*Passage to read:*
Location
- Garner, IowaHancock County and Cerro Gordo County United States
- Coordinates: 43.089364, -93.608647

District information
- Type: Local school district
- Grades: K–12
- Established: 2015
- Superintendent: Ken Kasper
- Schools: 3
- Budget: $15,861,000 (2020-21)
- NCES District ID: 1912330

Students and staff
- Students: 980 (2022-23)
- Teachers: 61.96 FTE
- Staff: 56.33 FTE
- Student–teacher ratio: 15.82
- Athletic conference: Top of Iowa
- District mascot: Cardinals
- Colors: Red and Black

Other information
- Website: www.garner.k12.ia.us

= Garner–Hayfield–Ventura Community School District =

Public school district in Garner, Iowa, United States

Garner–Hayfield–Ventura Community School District is a rural public school district headquartered in Garner, Iowa. In addition to the cities of Garner and Ventura, it also serves the unincorporated areas of Duncan, Hayfield, and Miller. It also includes a small portion of Clear Lake. The district is located in Hancock and Cerro Gordo counties.

==History==
It was established on July 1, 2015, with the merger of the Garner–Hayfield Community School District and the Ventura Community School District. The election to determine whether the districts would merge was held on September 9, 2014, with 602–22 in Garner–Hayfield and 351–51 counts in Ventura favoring the merger. Approval required each district to have over half of its constituents to vote in favor. The two districts previously had a whole grade-sharing arrangement, in which students from one district would attend another district's schools, beginning in 2012, and prior to that time the two districts shared specialized classes.

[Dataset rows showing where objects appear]
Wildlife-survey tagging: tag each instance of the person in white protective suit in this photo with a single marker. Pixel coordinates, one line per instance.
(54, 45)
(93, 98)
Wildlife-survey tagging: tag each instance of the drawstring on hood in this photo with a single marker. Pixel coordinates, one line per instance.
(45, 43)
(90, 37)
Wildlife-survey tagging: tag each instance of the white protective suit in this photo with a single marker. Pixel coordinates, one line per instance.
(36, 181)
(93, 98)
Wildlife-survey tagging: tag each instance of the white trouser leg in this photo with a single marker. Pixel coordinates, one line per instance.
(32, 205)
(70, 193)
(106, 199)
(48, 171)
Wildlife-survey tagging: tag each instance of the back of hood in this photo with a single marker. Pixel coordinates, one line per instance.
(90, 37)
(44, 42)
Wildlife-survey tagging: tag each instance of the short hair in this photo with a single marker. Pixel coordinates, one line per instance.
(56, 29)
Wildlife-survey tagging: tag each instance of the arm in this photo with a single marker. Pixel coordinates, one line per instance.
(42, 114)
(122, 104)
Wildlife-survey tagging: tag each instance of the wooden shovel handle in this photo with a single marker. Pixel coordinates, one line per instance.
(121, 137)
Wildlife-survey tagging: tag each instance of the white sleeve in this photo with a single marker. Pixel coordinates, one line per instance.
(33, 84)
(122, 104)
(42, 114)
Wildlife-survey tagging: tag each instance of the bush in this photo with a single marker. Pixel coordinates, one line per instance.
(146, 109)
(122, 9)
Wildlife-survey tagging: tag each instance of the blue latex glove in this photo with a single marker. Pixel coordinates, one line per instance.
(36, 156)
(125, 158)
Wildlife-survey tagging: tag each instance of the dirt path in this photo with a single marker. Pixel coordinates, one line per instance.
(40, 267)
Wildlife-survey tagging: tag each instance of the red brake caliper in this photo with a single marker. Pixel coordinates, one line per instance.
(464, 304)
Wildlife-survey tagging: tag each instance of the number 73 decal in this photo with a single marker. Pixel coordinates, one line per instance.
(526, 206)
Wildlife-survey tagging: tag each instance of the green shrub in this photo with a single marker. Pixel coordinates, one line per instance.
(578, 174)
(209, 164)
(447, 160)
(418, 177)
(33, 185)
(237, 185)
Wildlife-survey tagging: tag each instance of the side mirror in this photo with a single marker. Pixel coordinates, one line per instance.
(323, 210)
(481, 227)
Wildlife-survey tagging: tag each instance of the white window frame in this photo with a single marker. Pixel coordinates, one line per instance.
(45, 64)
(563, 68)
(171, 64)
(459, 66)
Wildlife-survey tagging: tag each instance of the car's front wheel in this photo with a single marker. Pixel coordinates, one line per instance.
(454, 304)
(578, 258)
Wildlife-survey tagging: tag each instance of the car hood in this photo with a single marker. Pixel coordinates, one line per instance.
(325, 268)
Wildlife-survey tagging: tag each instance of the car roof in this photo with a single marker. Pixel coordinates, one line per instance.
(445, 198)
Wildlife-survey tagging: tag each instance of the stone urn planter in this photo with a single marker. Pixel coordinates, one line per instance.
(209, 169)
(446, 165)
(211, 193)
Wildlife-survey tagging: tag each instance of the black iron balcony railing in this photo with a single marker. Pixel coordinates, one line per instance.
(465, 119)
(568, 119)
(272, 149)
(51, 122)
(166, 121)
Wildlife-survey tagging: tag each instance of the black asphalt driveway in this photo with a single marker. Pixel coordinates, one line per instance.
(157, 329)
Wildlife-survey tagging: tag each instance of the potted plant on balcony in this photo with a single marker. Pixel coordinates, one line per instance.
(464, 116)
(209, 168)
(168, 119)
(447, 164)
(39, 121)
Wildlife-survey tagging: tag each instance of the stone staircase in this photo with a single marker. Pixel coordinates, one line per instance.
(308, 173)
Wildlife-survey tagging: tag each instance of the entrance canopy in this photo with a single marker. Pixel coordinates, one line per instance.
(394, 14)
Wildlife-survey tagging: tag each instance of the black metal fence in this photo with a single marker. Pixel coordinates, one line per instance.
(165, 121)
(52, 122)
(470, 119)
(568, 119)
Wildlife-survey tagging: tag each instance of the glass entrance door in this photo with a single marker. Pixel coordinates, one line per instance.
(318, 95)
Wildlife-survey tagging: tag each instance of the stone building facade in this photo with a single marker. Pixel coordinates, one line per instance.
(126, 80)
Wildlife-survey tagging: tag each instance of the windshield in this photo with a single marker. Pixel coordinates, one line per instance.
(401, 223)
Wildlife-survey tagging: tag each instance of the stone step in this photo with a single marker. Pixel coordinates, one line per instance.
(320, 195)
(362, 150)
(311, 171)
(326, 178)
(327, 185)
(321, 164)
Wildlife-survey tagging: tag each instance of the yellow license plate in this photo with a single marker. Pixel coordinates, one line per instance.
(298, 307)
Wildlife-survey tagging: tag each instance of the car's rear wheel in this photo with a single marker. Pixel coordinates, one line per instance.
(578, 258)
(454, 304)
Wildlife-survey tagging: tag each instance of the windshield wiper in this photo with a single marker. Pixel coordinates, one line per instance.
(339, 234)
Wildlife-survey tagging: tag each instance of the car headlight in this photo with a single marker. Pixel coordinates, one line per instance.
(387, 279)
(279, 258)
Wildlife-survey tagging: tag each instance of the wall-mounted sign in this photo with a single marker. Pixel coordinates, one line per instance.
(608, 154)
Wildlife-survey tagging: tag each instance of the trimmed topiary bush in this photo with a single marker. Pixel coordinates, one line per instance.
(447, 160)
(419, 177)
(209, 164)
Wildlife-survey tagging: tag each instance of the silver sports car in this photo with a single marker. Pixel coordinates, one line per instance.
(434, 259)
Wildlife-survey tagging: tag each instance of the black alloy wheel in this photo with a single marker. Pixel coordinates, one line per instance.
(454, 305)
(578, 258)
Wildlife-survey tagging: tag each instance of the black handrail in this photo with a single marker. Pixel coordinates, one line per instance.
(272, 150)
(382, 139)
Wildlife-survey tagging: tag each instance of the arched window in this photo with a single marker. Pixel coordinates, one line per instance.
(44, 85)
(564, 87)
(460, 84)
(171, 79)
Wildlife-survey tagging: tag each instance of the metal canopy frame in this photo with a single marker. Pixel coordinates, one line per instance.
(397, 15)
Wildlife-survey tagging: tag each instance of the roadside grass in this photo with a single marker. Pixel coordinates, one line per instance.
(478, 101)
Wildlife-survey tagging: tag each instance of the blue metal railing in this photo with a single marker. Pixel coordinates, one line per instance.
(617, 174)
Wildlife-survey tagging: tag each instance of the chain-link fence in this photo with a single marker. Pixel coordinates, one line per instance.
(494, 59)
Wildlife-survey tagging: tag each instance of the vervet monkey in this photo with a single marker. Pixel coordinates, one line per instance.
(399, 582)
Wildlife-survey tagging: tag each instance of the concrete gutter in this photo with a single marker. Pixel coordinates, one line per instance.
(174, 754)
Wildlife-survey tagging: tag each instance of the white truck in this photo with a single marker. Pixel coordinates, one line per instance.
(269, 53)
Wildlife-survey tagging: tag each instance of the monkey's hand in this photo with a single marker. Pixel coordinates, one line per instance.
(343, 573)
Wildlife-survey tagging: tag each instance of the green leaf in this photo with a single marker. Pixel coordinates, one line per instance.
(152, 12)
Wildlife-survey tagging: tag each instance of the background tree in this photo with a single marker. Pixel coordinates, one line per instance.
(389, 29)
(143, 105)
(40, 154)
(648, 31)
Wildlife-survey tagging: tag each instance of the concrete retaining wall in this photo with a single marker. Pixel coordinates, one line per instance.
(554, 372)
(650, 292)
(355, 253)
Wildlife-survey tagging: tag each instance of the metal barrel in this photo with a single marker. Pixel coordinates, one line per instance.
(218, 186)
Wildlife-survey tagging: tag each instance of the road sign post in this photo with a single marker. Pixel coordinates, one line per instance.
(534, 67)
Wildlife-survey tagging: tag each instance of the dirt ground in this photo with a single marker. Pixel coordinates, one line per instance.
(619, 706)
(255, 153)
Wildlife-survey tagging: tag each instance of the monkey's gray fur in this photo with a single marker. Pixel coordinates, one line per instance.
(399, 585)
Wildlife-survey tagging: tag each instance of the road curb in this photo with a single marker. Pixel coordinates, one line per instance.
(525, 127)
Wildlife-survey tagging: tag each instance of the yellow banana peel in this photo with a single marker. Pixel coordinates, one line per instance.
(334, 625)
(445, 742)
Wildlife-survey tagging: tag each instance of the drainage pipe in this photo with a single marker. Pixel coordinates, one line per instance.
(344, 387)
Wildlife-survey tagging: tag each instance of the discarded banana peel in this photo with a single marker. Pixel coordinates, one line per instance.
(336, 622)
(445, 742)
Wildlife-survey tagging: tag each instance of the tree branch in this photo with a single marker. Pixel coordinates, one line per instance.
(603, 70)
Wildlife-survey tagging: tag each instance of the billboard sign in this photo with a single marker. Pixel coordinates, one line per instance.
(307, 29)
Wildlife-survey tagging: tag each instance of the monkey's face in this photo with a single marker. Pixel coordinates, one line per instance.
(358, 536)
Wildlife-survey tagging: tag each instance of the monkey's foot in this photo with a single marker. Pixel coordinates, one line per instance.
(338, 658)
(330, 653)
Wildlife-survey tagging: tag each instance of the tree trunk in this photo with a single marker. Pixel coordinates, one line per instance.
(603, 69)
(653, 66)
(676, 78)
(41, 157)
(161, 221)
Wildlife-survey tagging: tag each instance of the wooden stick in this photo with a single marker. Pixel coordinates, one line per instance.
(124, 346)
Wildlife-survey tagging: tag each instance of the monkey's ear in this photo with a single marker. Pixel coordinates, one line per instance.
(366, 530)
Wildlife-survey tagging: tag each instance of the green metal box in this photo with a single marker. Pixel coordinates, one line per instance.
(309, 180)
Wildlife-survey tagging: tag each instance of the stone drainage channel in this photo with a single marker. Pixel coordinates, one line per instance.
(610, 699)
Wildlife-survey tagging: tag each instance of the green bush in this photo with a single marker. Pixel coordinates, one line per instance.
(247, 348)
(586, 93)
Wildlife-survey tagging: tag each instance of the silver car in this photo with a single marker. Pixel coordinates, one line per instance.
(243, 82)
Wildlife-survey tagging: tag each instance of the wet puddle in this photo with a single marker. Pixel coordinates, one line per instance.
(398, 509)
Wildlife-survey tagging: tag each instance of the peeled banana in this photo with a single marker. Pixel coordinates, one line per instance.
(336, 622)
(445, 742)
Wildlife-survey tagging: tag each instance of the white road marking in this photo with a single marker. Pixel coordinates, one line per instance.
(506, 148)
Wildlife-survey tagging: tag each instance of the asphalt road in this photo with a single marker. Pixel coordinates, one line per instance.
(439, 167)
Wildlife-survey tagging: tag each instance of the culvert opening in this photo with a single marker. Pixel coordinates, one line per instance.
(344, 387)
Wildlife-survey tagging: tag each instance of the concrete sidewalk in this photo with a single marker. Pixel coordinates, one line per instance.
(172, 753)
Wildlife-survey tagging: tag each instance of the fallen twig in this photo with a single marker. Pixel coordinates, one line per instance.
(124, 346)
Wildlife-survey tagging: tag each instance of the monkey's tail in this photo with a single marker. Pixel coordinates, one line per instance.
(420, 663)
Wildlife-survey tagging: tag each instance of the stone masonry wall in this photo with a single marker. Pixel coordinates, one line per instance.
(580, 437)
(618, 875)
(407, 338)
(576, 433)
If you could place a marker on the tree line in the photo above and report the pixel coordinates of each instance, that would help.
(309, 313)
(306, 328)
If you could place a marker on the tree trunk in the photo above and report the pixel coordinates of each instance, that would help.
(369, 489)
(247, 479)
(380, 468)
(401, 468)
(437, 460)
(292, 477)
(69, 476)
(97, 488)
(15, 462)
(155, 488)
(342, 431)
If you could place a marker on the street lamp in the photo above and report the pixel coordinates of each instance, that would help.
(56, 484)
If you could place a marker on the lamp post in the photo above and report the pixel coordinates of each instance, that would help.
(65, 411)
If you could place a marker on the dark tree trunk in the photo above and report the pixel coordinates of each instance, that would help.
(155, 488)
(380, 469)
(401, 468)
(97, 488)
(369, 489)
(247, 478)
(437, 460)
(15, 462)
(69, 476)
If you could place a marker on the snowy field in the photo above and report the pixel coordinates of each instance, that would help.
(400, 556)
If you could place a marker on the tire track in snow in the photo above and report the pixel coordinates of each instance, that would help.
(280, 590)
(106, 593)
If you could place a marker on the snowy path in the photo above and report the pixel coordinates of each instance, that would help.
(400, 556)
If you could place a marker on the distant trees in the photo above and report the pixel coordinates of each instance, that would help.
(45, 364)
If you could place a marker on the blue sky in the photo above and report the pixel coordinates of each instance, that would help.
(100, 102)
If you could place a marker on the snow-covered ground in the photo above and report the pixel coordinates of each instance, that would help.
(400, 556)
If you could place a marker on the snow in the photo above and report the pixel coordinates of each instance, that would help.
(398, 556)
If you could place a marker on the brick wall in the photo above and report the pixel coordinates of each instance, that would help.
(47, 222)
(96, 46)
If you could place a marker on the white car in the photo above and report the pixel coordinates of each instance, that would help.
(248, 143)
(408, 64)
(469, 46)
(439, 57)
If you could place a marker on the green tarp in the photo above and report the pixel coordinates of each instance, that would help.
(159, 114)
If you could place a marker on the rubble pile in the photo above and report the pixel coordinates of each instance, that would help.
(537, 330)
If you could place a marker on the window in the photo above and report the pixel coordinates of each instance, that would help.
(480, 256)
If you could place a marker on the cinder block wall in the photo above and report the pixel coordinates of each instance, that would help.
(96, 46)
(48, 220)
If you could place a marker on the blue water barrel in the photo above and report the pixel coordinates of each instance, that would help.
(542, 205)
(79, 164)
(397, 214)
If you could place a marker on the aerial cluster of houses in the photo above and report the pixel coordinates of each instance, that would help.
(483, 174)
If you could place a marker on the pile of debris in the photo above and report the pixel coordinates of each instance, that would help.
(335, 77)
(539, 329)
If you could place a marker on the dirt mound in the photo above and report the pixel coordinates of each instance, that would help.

*Required tasks:*
1. According to the school district article, on what date was the election on merging the two districts held?
2. Reproduce the school district article from "Public school district in" to "Cerro Gordo counties.".

*Solutions to the exercise:*
1. September 9, 2014

2.
Public school district in Garner, Iowa, United States

Garner–Hayfield–Ventura Community School District is a rural public school district headquartered in Garner, Iowa. In addition to the cities of Garner and Ventura, it also serves the unincorporated areas of Duncan, Hayfield, and Miller. It also includes a small portion of Clear Lake. The district is located in Hancock and Cerro Gordo counties.